Set task. Present the lines from the one containing "I need to verify whether any still" through the last line as a Markdown table with two columns, Row for the row number and Line for the line itself, leaving out any blank lines.

Task input.
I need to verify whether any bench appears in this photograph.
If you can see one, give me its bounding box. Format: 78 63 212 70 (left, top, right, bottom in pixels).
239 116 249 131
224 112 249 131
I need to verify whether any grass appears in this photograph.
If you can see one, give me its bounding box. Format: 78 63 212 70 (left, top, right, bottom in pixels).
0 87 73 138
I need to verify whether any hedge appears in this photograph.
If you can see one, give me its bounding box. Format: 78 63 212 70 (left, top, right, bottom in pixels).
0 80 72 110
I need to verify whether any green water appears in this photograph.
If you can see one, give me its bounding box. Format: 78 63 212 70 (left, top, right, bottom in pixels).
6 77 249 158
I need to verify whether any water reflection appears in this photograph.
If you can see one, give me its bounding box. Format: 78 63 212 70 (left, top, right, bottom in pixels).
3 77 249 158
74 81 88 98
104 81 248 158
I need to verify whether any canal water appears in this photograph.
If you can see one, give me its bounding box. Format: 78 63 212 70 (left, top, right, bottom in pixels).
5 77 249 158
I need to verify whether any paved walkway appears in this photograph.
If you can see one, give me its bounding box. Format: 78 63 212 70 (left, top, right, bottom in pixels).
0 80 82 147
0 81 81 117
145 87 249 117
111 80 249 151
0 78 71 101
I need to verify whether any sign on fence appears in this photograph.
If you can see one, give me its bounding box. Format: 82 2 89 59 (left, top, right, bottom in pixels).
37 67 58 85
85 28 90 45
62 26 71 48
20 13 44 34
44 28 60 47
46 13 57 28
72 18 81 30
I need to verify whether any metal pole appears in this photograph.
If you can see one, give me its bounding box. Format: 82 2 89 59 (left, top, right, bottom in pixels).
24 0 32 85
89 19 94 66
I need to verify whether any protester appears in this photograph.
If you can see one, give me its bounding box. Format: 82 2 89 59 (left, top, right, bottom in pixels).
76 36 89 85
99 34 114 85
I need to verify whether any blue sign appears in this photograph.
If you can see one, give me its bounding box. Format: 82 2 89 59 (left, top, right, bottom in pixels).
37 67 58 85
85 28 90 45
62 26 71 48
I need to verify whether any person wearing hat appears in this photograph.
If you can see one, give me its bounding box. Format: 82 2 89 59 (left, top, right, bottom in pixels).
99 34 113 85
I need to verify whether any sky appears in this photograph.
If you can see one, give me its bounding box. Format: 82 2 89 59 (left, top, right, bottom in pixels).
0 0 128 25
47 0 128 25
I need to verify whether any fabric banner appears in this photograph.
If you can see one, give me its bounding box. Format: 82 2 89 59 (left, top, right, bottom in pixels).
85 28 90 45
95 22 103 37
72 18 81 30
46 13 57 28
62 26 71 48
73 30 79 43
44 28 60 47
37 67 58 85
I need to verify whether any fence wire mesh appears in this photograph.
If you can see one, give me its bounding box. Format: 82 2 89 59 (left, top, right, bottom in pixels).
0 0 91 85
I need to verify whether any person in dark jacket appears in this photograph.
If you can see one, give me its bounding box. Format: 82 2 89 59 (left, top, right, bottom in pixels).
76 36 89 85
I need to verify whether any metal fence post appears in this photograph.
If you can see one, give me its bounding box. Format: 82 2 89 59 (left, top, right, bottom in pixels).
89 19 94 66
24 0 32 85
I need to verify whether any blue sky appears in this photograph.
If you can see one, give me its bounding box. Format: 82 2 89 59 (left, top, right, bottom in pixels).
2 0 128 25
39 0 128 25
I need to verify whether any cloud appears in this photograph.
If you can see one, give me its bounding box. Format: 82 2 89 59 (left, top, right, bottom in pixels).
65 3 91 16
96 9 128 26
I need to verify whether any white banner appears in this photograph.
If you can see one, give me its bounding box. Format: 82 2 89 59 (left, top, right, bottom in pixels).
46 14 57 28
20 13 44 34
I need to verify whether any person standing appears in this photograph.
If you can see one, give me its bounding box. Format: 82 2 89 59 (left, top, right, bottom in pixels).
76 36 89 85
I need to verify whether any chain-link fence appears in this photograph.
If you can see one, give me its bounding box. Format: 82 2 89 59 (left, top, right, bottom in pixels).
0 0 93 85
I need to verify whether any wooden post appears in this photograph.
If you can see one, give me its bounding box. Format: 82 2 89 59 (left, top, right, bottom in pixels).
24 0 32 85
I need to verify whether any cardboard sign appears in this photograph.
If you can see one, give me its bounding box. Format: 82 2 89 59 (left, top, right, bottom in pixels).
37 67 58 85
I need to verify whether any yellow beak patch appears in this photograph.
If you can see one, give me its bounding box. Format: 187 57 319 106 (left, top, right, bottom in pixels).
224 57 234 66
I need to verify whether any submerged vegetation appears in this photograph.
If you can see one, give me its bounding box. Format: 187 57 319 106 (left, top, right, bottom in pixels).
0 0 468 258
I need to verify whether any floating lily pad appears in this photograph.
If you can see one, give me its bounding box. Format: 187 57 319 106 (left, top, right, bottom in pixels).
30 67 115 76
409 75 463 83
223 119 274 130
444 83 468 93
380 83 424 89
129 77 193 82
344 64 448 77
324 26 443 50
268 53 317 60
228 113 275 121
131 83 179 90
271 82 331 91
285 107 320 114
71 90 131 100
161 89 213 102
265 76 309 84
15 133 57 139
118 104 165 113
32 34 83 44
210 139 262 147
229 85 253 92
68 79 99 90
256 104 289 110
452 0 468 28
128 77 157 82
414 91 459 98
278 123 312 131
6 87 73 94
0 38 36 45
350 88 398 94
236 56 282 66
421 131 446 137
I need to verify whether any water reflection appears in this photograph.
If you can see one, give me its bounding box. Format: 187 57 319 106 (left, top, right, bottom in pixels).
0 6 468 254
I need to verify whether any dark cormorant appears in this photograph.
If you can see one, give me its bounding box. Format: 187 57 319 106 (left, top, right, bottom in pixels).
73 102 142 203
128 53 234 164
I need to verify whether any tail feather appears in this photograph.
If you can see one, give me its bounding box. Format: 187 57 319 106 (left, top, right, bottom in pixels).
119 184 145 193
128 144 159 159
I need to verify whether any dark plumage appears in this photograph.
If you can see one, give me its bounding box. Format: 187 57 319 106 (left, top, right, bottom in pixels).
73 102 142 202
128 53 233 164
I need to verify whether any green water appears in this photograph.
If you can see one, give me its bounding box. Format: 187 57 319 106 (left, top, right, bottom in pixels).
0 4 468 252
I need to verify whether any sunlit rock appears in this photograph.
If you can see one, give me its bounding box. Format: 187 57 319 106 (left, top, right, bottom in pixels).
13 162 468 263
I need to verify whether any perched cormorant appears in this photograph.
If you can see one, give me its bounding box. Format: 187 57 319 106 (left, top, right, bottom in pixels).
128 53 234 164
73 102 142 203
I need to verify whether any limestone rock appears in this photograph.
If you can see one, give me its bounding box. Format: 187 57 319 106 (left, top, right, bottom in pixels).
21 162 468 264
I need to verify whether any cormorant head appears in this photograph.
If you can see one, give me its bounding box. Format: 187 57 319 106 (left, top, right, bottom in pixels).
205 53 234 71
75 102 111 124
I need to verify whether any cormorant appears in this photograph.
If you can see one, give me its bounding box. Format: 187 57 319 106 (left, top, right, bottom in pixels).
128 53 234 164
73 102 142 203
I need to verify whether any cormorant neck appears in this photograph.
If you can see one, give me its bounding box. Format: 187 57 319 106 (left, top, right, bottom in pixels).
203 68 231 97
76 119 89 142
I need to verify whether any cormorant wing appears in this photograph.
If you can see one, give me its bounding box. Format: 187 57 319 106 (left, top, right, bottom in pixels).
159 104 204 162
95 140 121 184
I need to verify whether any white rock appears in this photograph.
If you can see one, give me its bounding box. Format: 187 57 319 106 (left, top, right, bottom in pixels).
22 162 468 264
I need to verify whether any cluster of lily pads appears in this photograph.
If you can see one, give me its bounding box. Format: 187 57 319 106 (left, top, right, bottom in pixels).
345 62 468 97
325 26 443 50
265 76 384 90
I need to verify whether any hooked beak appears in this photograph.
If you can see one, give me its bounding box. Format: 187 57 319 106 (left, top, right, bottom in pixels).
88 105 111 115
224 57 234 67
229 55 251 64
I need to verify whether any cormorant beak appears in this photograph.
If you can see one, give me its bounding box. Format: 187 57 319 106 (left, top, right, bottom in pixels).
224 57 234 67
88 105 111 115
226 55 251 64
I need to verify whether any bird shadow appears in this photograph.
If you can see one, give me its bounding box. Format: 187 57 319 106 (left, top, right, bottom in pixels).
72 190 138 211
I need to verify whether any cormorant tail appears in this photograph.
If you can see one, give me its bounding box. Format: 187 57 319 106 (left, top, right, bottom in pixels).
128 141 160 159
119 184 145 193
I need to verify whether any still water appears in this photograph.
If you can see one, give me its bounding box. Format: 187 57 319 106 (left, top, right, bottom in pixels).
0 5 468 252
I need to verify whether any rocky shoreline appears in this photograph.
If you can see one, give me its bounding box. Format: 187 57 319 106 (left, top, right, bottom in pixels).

The result.
| Row | Line |
|---|---|
| 1 | I need to verify whether any still water appears in this photograph. |
| 2 | If you can see one, give me its bounding box. Format: 187 57 319 106 (left, top, right, bottom in pixels). |
| 3 | 0 5 468 252 |
| 4 | I need to verify whether any rocky shoreline appears in this photograph. |
| 5 | If you can see one, give me its bounding box. Format: 187 57 319 106 (left, top, right, bottom in pixels). |